Problem to work on » Output the rows below as a numbered list without any blank lines, and omit the pictures.

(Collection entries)
>> START

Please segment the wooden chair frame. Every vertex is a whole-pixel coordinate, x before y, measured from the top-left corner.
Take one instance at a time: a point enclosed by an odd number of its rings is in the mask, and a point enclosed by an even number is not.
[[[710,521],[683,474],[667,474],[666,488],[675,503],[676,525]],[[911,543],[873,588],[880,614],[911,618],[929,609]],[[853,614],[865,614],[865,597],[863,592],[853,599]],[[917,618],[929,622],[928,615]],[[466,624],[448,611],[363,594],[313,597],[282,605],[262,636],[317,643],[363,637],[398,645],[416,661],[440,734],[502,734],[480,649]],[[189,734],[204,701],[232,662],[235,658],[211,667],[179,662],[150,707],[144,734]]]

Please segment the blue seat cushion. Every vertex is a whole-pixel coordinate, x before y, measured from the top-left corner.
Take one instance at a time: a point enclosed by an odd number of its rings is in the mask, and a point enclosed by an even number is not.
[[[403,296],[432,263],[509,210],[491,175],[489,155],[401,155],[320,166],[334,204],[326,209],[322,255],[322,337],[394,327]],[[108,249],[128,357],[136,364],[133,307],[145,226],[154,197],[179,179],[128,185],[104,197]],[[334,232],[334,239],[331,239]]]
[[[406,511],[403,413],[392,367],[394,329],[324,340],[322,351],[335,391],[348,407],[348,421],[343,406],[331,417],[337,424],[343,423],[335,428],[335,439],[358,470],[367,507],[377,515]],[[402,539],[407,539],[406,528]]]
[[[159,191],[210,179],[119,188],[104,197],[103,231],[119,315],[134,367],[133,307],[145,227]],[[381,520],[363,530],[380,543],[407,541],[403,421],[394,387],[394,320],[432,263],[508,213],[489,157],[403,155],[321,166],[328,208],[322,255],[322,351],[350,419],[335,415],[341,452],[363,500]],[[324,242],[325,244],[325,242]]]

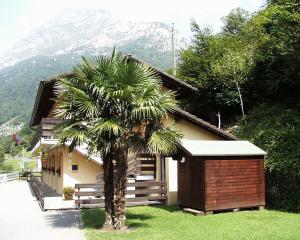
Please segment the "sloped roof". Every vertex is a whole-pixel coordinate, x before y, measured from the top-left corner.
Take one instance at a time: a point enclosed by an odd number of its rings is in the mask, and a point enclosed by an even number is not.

>> END

Result of the task »
1. Please segment the wooden chair frame. Every vertex is a whole-pixel coordinate, x before y, measured from the top-left corner.
2. Take one instance at a time: a point enclosed by an odd number of its rings is in the mask, and a point enclosed by an even number is not.
3. [[[710,521],[683,474],[667,474],[666,488],[675,503],[676,525]],[[911,543],[873,588],[880,614],[911,618],[929,609]],[[853,614],[865,614],[865,597],[863,592],[853,599]],[[917,618],[929,622],[928,615]],[[466,624],[448,611],[363,594],[313,597],[282,605],[262,636],[317,643],[363,637],[398,645],[416,661],[440,734],[502,734],[480,649]],[[189,734],[204,701],[232,662],[235,658],[211,667],[179,662],[150,707],[144,734]]]
4. Please segment the blue seat cushion. Every vertex is a whole-pixel coordinate, x before y, measured from the top-left corner.
5. Take one instance at a time: a point enclosed by an odd number of its rings is in the mask, and a point enclosed by an even number is not.
6. [[[403,296],[432,263],[509,210],[491,175],[489,155],[401,155],[320,166],[334,204],[326,209],[322,255],[322,337],[394,327]],[[108,249],[128,357],[136,364],[133,307],[145,226],[154,197],[179,179],[128,185],[104,197]],[[334,232],[334,239],[331,239]]]
7. [[[406,511],[403,413],[392,367],[394,329],[324,340],[322,351],[335,391],[348,407],[348,421],[343,406],[331,417],[337,424],[343,423],[335,428],[335,439],[358,470],[367,507],[377,515]],[[402,539],[407,539],[406,528]]]
8. [[[159,191],[210,179],[119,188],[104,197],[103,231],[119,315],[134,367],[133,307],[145,227]],[[381,520],[363,530],[380,543],[407,541],[403,421],[394,387],[394,320],[432,263],[508,213],[489,157],[403,155],[321,166],[328,208],[322,255],[322,351],[350,419],[335,415],[341,452],[363,500]],[[324,242],[325,244],[325,242]]]
9. Please segment the "sloped roof". Every vertex is a whole-pixel coordinate, x before y, measured from the top-left corner.
10. Take one instance at a time: a point enclosed by an odd number of its rings is in the mask, and a point enclosed by an even number is not.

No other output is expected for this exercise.